_Source_
►
A continuing feature that asks prominent cinephiles "What film got you hooked on Japanese cinema?"
RING by Mandi Apple
The way I got into the Asian cult genre was just at the very beginning of the 'J-horror boom' in 2000, with Hideo Nakata's superb RING. I have personally always been a big horror fan, from early childhood, when I devoured ghost stories and all things creepy, and even persuaded my parents to hire 'Evil Dead' for me to show at my 12th birthday party, when it was still considered a 'video nasty'.
Alex and I were avid readers of the NME (British music paper) back in 2000, and we noticed a small paragraph about a new and incredible horror flick that was taking Japan by storm, RING (known in Japan at that time as "The Ring." of course), and that it was supposedly soon coming to the UK.
◄
_Data extract_
►
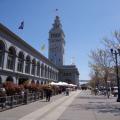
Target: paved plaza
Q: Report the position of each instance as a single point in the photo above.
(79, 105)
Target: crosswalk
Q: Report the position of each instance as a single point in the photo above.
(84, 93)
(53, 110)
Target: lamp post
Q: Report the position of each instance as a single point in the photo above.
(115, 52)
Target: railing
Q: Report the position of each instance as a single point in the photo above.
(8, 102)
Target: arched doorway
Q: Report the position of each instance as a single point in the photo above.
(2, 52)
(9, 78)
(22, 80)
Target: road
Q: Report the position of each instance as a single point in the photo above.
(79, 105)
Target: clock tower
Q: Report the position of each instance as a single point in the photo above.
(56, 43)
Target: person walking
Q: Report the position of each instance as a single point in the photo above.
(48, 94)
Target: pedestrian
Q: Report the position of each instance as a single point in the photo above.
(48, 94)
(67, 91)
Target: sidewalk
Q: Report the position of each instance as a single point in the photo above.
(79, 105)
(90, 107)
(37, 110)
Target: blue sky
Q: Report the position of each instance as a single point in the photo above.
(85, 23)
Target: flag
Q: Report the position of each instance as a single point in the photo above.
(56, 9)
(43, 47)
(21, 25)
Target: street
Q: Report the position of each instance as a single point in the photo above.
(79, 105)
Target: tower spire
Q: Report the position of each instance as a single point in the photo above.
(56, 43)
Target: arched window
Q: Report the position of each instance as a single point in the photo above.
(2, 52)
(45, 71)
(27, 65)
(42, 69)
(11, 58)
(20, 62)
(48, 72)
(38, 68)
(0, 80)
(9, 78)
(33, 67)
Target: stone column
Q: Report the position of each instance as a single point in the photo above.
(24, 64)
(5, 60)
(16, 64)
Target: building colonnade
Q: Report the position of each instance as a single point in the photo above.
(15, 60)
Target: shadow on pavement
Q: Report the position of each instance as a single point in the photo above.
(100, 106)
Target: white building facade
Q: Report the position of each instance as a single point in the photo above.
(19, 61)
(67, 73)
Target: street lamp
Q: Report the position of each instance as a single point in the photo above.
(114, 52)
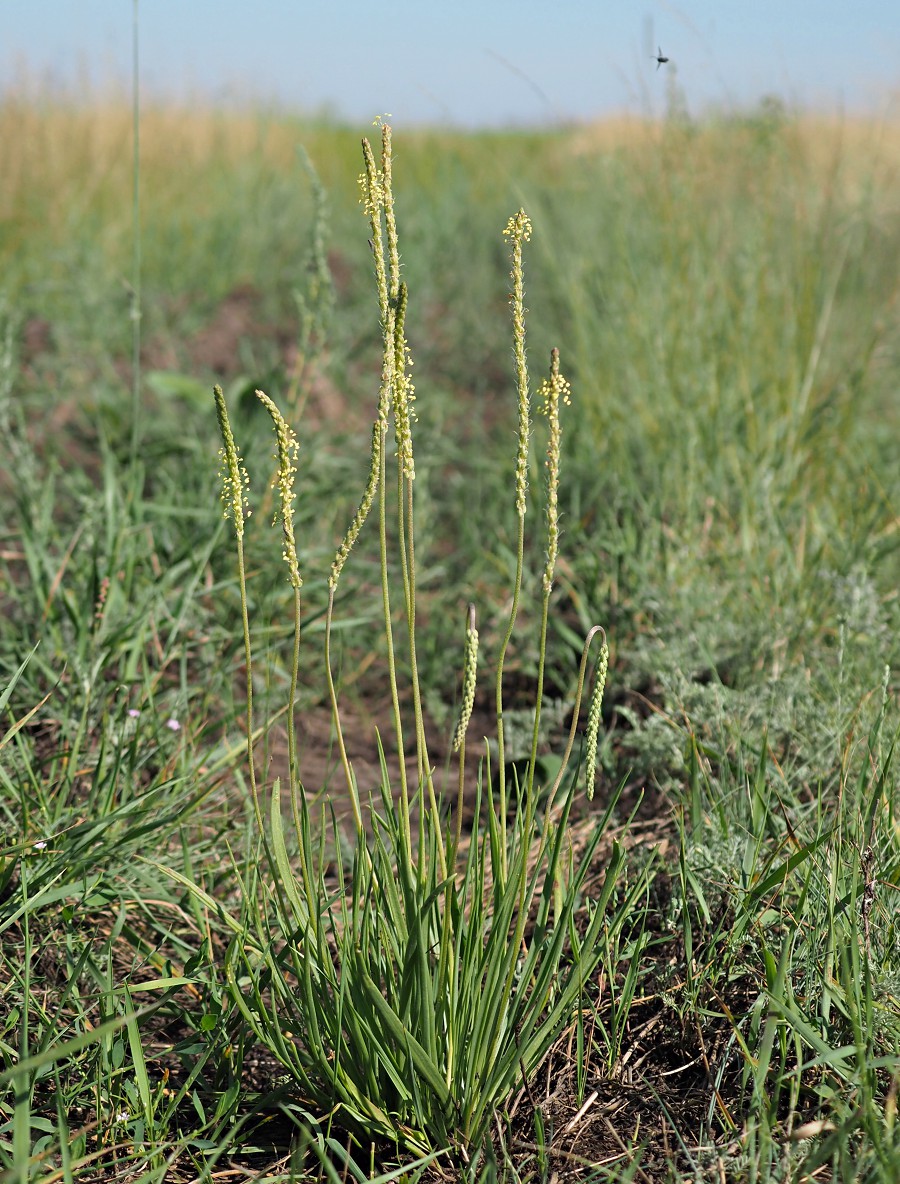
◄
_Tasks and exercises_
(a) Please transcribe the Ring piece from "A continuing feature" up to and including "coming to the UK.".
(b) In the Ring piece, what film did the writer's parents hire for the 12th birthday party?

_Solutions for each task_
(a)
A continuing feature that asks prominent cinephiles "What film got you hooked on Japanese cinema?"
RING by Mandi Apple
The way I got into the Asian cult genre was just at the very beginning of the 'J-horror boom' in 2000, with Hideo Nakata's superb RING. I have personally always been a big horror fan, from early childhood, when I devoured ghost stories and all things creepy, and even persuaded my parents to hire 'Evil Dead' for me to show at my 12th birthday party, when it was still considered a 'video nasty'.
Alex and I were avid readers of the NME (British music paper) back in 2000, and we noticed a small paragraph about a new and incredible horror flick that was taking Japan by storm, RING (known in Japan at that time as "The Ring." of course), and that it was supposedly soon coming to the UK.

(b) Evil Dead